[QUOTED PASSAGE Boundary: Start]
The Quran reminded them: "For each we have appointed a divine law and traced out 
the way. Had Allah willed He could have made you one community." (5:48)
 
 Maulana Abul Kalam Azad, who was twice president of the Indian National 
Congress, a renowned scholar, and India's first Education Minister (my father 
was his private secretary), wrote:
 
 "The unity of man is the primary aim of religion. The message which every 
prophet delivered was that mankind were in reality one people and one community, 
and that there was but one god for all of them, and on that account they should 
serve Him together and live as members of one family."
 
 By providing opportunities based on merit to all, Muslims won the hearts and 
minds of the conquered people. Muslims worked side by side with Jews, 
Christians, Hindus, and others to create the centers of learning and cultural 
expansion in Iraq, Iran, Spain, Egypt, and India.
 
 Knowledge lifted civilization
 
 The Quran is replete with verses inviting man to use his intellect, to ponder, 
to think and to know, for the goal of human life is to discover the Truth. 
Prophet Muhammad (PBUH) tells us: "The first thing created by god was the 
Intellect." And that: "One learned man is harder on the devil than a thousand 
ignorant worshippers." His words exhort us to: "Go in quest of knowledge even 
unto China." And to: "Seek knowledge from the cradle to the grave."
 
 The love of knowledge helped create cities that drew scholars from across the 
world.
 
 Will Durant in his Story of Civilization (vol. IV, p. 237) writes:
 
 "When Baghdad was destroyed by the Mongols it had thirty-six public libraries. 
Private libraries were numberless. It was a fashion among the rich to have an 
ample collection of books. A physician refused the invitation of the Sultan of 
Bokhara to come and live at his court, on the ground that he would need 400 
camels to transport his library. Al-Waqidi, dying, left 600 boxes of books, each 
box so heavy that two men were needed to carry it. Princes like Sahab ibn Abbas 
in the 10th century might own as many books as could be found in all the 
libraries of Europe combined."
 
 Muslims built a civilization that would lift Europe out of darkness.
 
 HRH, The Prince of Wales, in his October 27, 1993 speech titled, "Islam And The 
West", said:
 
 "Not only did Muslim Spain gather and preserve the intellectual content of 
ancient Greek and Roman civilization, it also interpreted and expanded upon that 
civilization, and made a vital contribution of its own in so many fields of 
human endeavour -- in science, astronomy, mathematics, algebra (itself an Arabic 
word), law, history, medicine, pharmacology, optics, agriculture, architecture, 
theology, music.
[QUOTED PASSAGE Boundary: End]
[DATASET Boundary: Start]
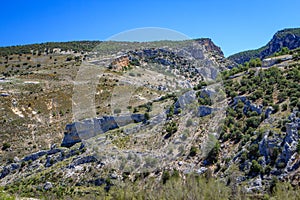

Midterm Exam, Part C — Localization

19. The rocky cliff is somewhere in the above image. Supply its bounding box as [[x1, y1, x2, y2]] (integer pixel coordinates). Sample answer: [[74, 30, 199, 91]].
[[228, 28, 300, 64]]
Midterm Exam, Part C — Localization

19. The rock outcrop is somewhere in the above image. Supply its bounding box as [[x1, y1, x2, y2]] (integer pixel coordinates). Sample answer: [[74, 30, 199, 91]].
[[228, 28, 300, 64], [61, 114, 145, 147]]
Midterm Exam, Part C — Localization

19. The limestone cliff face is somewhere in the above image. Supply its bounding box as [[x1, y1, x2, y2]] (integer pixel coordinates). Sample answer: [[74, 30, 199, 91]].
[[61, 114, 145, 147], [110, 56, 129, 71], [228, 28, 300, 64], [196, 38, 224, 57]]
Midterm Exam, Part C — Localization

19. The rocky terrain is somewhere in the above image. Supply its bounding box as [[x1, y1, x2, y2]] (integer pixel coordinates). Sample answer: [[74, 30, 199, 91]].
[[0, 32, 300, 199], [228, 28, 300, 64]]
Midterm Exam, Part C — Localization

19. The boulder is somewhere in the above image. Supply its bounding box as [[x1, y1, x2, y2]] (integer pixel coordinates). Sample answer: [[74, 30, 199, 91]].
[[44, 182, 53, 190], [197, 106, 213, 117], [68, 156, 97, 168], [61, 114, 145, 147]]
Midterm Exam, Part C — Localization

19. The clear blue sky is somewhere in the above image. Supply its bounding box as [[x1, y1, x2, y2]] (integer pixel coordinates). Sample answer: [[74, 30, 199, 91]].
[[0, 0, 300, 56]]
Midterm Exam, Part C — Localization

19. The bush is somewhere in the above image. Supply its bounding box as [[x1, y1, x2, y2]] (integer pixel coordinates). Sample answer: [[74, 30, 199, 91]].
[[246, 117, 260, 129], [189, 146, 198, 157], [186, 119, 193, 127], [250, 160, 263, 174], [2, 142, 11, 151], [114, 108, 122, 114]]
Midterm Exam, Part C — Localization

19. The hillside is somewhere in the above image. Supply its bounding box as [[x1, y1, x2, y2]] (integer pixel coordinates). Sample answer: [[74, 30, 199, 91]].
[[228, 28, 300, 64], [0, 35, 300, 199]]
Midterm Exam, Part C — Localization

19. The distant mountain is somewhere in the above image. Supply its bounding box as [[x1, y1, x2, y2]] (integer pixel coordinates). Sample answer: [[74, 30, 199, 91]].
[[228, 28, 300, 64]]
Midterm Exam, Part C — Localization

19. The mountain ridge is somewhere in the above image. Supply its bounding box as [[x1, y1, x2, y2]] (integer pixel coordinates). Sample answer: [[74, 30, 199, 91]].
[[228, 28, 300, 64]]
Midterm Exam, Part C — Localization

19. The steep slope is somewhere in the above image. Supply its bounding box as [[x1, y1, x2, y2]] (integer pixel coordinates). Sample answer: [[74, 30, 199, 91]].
[[0, 39, 300, 199], [228, 28, 300, 64]]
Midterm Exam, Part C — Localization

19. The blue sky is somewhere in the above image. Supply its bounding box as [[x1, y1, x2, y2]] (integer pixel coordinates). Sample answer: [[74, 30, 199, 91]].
[[0, 0, 300, 56]]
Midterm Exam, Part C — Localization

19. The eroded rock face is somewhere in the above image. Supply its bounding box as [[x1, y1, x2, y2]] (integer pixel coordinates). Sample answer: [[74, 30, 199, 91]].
[[279, 112, 300, 164], [61, 114, 145, 147], [110, 56, 129, 71]]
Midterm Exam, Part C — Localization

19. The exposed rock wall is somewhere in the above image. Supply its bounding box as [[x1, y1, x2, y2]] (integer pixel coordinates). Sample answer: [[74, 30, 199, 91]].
[[61, 114, 145, 147]]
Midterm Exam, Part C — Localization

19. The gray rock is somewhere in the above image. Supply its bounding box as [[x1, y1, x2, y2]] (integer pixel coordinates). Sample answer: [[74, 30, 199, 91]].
[[278, 111, 300, 164], [68, 156, 97, 168], [231, 96, 263, 115], [174, 90, 196, 113], [22, 150, 47, 161], [0, 163, 20, 179], [197, 167, 207, 174], [61, 114, 145, 147], [44, 182, 53, 190], [265, 106, 274, 119], [197, 106, 213, 117]]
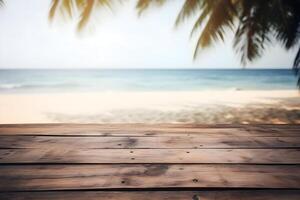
[DATASET Boundary: End]
- [QUESTIONS]:
#1 Name the places the passage on Muslim learning gives as sites where Muslims worked with Jews, Christians, Hindus, and others to build centers of learning.
#2 According to the passage on Muslim learning, how many public libraries did Baghdad have when the Mongols destroyed it?
#3 Carry on the passage on Muslim learning from the point where it stops.
The listing isn't needed for any of this work.

- [ANSWERS TO EACH TASK]:
#1 Iraq, Iran, Spain, Egypt, and India.

#2 Thirty-six.

#3
 
 "Cordoba in the 10th century was by far the most civilized city of Europe. . . . 
Many of the traits on which Europe prides itself came to it from Muslim Spain. 
Diplomacy, free trade, open borders, the techniques of academic research, of 
anthropology, etiquette, fashion, alternative medicine, hospitals, all came from 
this great city of cities. Mediaeval Islam was a religion of remarkable 
tolerance for its time, allowing Jews and Christians to practice their inherited 
beliefs, and setting an example which was not, unfortunately, copied for many 
centuries in the West.
 
 "[Islam] has contributed so much towards the civilization which we all too often 
think of, wrongly, as entirely Western. Islam is part of our past and present, 
in all fields of human endeavor. It has helped to create modern Europe. It is 
part of our own inheritance, not a thing apart."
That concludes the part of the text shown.